### SUPPLIED RECORDS
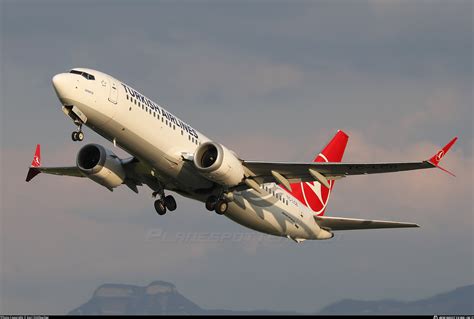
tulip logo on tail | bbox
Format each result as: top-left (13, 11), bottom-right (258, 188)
top-left (300, 153), bottom-right (334, 216)
top-left (284, 130), bottom-right (349, 216)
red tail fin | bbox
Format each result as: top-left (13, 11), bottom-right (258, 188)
top-left (287, 131), bottom-right (348, 216)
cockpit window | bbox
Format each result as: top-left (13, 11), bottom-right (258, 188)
top-left (69, 70), bottom-right (95, 80)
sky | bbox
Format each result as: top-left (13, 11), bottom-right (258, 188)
top-left (0, 0), bottom-right (473, 314)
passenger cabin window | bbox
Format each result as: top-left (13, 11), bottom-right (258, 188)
top-left (69, 70), bottom-right (95, 80)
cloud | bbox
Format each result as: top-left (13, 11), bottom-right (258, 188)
top-left (400, 87), bottom-right (465, 129)
top-left (172, 57), bottom-right (305, 99)
top-left (1, 0), bottom-right (472, 314)
top-left (327, 131), bottom-right (472, 224)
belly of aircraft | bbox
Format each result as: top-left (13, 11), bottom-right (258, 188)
top-left (224, 193), bottom-right (316, 239)
top-left (79, 97), bottom-right (316, 240)
top-left (224, 201), bottom-right (283, 237)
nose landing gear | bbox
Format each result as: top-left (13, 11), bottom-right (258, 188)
top-left (63, 105), bottom-right (87, 142)
top-left (71, 127), bottom-right (84, 142)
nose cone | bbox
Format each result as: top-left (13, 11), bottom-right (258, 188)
top-left (52, 73), bottom-right (71, 100)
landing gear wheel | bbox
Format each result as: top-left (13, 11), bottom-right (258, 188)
top-left (154, 200), bottom-right (167, 215)
top-left (205, 195), bottom-right (218, 211)
top-left (215, 200), bottom-right (228, 215)
top-left (164, 195), bottom-right (177, 211)
top-left (71, 130), bottom-right (84, 142)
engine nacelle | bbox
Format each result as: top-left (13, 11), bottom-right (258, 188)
top-left (76, 144), bottom-right (126, 190)
top-left (193, 142), bottom-right (245, 187)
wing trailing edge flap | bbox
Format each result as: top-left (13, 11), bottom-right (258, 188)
top-left (315, 215), bottom-right (420, 231)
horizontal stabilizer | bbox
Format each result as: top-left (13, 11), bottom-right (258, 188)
top-left (315, 215), bottom-right (419, 231)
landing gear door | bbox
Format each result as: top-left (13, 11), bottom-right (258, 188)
top-left (108, 80), bottom-right (118, 104)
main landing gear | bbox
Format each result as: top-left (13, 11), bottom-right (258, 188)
top-left (205, 195), bottom-right (229, 215)
top-left (71, 124), bottom-right (84, 142)
top-left (153, 190), bottom-right (177, 215)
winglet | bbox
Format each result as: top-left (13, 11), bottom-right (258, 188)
top-left (427, 137), bottom-right (458, 177)
top-left (26, 144), bottom-right (41, 182)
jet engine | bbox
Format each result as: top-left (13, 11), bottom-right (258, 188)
top-left (76, 143), bottom-right (126, 190)
top-left (193, 142), bottom-right (245, 187)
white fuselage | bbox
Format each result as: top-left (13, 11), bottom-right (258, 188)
top-left (52, 68), bottom-right (332, 241)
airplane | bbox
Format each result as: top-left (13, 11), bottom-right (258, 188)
top-left (26, 68), bottom-right (458, 242)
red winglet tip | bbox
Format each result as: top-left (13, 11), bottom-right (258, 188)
top-left (31, 144), bottom-right (41, 167)
top-left (26, 144), bottom-right (41, 182)
top-left (336, 129), bottom-right (349, 139)
top-left (26, 167), bottom-right (40, 182)
top-left (434, 164), bottom-right (456, 177)
top-left (427, 137), bottom-right (458, 177)
top-left (428, 137), bottom-right (458, 166)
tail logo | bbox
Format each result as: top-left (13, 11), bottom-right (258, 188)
top-left (286, 130), bottom-right (349, 216)
top-left (300, 153), bottom-right (333, 215)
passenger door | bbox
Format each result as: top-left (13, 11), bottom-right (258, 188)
top-left (108, 80), bottom-right (118, 104)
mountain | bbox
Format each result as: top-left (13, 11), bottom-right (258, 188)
top-left (318, 284), bottom-right (474, 315)
top-left (68, 280), bottom-right (297, 315)
top-left (69, 281), bottom-right (473, 315)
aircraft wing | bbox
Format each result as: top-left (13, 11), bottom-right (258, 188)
top-left (25, 144), bottom-right (147, 193)
top-left (25, 144), bottom-right (84, 181)
top-left (243, 160), bottom-right (434, 181)
top-left (26, 166), bottom-right (84, 181)
top-left (238, 137), bottom-right (457, 190)
top-left (315, 215), bottom-right (419, 231)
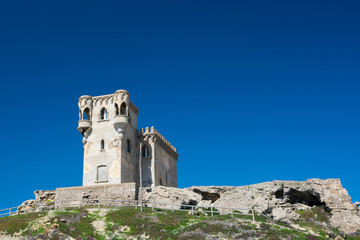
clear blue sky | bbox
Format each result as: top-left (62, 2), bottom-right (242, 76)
top-left (0, 1), bottom-right (359, 209)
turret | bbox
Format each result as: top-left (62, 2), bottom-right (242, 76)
top-left (77, 95), bottom-right (93, 142)
top-left (113, 90), bottom-right (130, 139)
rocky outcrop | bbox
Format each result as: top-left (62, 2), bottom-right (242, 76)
top-left (34, 190), bottom-right (56, 203)
top-left (142, 186), bottom-right (202, 208)
top-left (17, 190), bottom-right (55, 213)
top-left (18, 179), bottom-right (359, 234)
top-left (141, 179), bottom-right (360, 234)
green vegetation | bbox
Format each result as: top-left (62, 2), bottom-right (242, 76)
top-left (296, 206), bottom-right (331, 223)
top-left (0, 206), bottom-right (357, 239)
top-left (0, 212), bottom-right (45, 235)
top-left (52, 208), bottom-right (99, 239)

### ACTIVITY
Please provide a faithful transcription of all the data, pictures excluded.

### PROBLEM SOLUTION
tulip logo on tail | bbox
Format each result as: top-left (13, 11), bottom-right (258, 188)
top-left (300, 153), bottom-right (334, 216)
top-left (284, 130), bottom-right (349, 216)
red tail fin | bbox
Format each result as: top-left (13, 11), bottom-right (258, 188)
top-left (287, 131), bottom-right (348, 216)
cockpit window | bbox
Format each result as: top-left (13, 11), bottom-right (258, 188)
top-left (69, 70), bottom-right (95, 80)
sky | bbox
Format each result as: top-left (13, 11), bottom-right (258, 188)
top-left (0, 0), bottom-right (473, 314)
passenger cabin window | bbox
Format each result as: top-left (13, 11), bottom-right (258, 188)
top-left (69, 70), bottom-right (95, 80)
cloud | bbox
Format each result as: top-left (13, 11), bottom-right (258, 188)
top-left (400, 87), bottom-right (465, 129)
top-left (172, 57), bottom-right (305, 99)
top-left (1, 0), bottom-right (472, 314)
top-left (327, 131), bottom-right (472, 224)
belly of aircraft | bbox
Format each result as: top-left (13, 11), bottom-right (258, 188)
top-left (224, 193), bottom-right (316, 239)
top-left (79, 97), bottom-right (316, 240)
top-left (224, 201), bottom-right (283, 237)
nose landing gear | bbox
Format each result as: top-left (13, 11), bottom-right (258, 188)
top-left (63, 105), bottom-right (87, 142)
top-left (71, 127), bottom-right (84, 142)
nose cone | bbox
Format each result as: top-left (13, 11), bottom-right (258, 188)
top-left (52, 73), bottom-right (71, 100)
landing gear wheel | bbox
Format each result as: top-left (13, 11), bottom-right (258, 188)
top-left (154, 200), bottom-right (167, 215)
top-left (205, 195), bottom-right (218, 211)
top-left (215, 200), bottom-right (228, 215)
top-left (164, 195), bottom-right (177, 211)
top-left (71, 130), bottom-right (84, 142)
engine nacelle | bbox
Format each result as: top-left (13, 11), bottom-right (258, 188)
top-left (76, 144), bottom-right (126, 190)
top-left (193, 142), bottom-right (245, 187)
wing trailing edge flap | bbox
Format each result as: top-left (13, 11), bottom-right (258, 188)
top-left (315, 215), bottom-right (420, 231)
horizontal stabilizer | bbox
Format each result as: top-left (13, 11), bottom-right (258, 188)
top-left (315, 215), bottom-right (419, 231)
landing gear door | bbox
Format each result as: top-left (13, 11), bottom-right (258, 188)
top-left (108, 80), bottom-right (118, 104)
main landing gear | bbox
Format each result as: top-left (13, 11), bottom-right (258, 188)
top-left (205, 195), bottom-right (229, 215)
top-left (71, 124), bottom-right (84, 142)
top-left (153, 190), bottom-right (177, 215)
winglet | bbox
Format each result as: top-left (13, 11), bottom-right (258, 188)
top-left (427, 137), bottom-right (458, 177)
top-left (26, 144), bottom-right (41, 182)
jet engine | bbox
Format each result as: top-left (13, 11), bottom-right (258, 188)
top-left (76, 143), bottom-right (126, 190)
top-left (193, 142), bottom-right (245, 187)
white fuselage | bbox
Format each result as: top-left (13, 11), bottom-right (258, 188)
top-left (52, 68), bottom-right (332, 241)
airplane | bbox
Format each result as: top-left (13, 11), bottom-right (258, 188)
top-left (26, 68), bottom-right (458, 242)
red winglet tip | bbox
Format each result as: top-left (13, 11), bottom-right (258, 188)
top-left (31, 144), bottom-right (41, 167)
top-left (26, 144), bottom-right (41, 182)
top-left (336, 129), bottom-right (349, 139)
top-left (26, 167), bottom-right (40, 182)
top-left (434, 164), bottom-right (456, 177)
top-left (427, 137), bottom-right (458, 177)
top-left (428, 137), bottom-right (458, 166)
tail logo | bbox
Format each result as: top-left (13, 11), bottom-right (258, 188)
top-left (286, 130), bottom-right (349, 216)
top-left (300, 153), bottom-right (333, 215)
passenger door | bbox
Format each result as: top-left (13, 11), bottom-right (258, 188)
top-left (108, 80), bottom-right (118, 104)
mountain | bbox
Format each result as: top-left (13, 11), bottom-right (258, 188)
top-left (318, 284), bottom-right (474, 315)
top-left (68, 280), bottom-right (297, 315)
top-left (69, 281), bottom-right (473, 315)
aircraft wing | bbox
Format each result as: top-left (13, 11), bottom-right (258, 188)
top-left (25, 144), bottom-right (147, 193)
top-left (25, 144), bottom-right (84, 181)
top-left (243, 160), bottom-right (434, 181)
top-left (26, 166), bottom-right (84, 181)
top-left (238, 137), bottom-right (457, 190)
top-left (315, 215), bottom-right (419, 231)
clear blue sky | bbox
Format each result as: top-left (62, 2), bottom-right (242, 76)
top-left (0, 1), bottom-right (359, 209)
turret | bbox
Format each result as: top-left (62, 2), bottom-right (242, 76)
top-left (77, 95), bottom-right (93, 142)
top-left (113, 90), bottom-right (130, 139)
rocky outcrop | bbox
Format each result as: top-left (62, 2), bottom-right (242, 76)
top-left (34, 190), bottom-right (56, 203)
top-left (142, 186), bottom-right (202, 208)
top-left (17, 190), bottom-right (55, 213)
top-left (18, 179), bottom-right (359, 234)
top-left (141, 179), bottom-right (360, 234)
green vegetation | bbox
Format each result as: top-left (62, 2), bottom-right (242, 76)
top-left (296, 206), bottom-right (331, 223)
top-left (0, 206), bottom-right (357, 239)
top-left (0, 212), bottom-right (45, 235)
top-left (52, 208), bottom-right (99, 239)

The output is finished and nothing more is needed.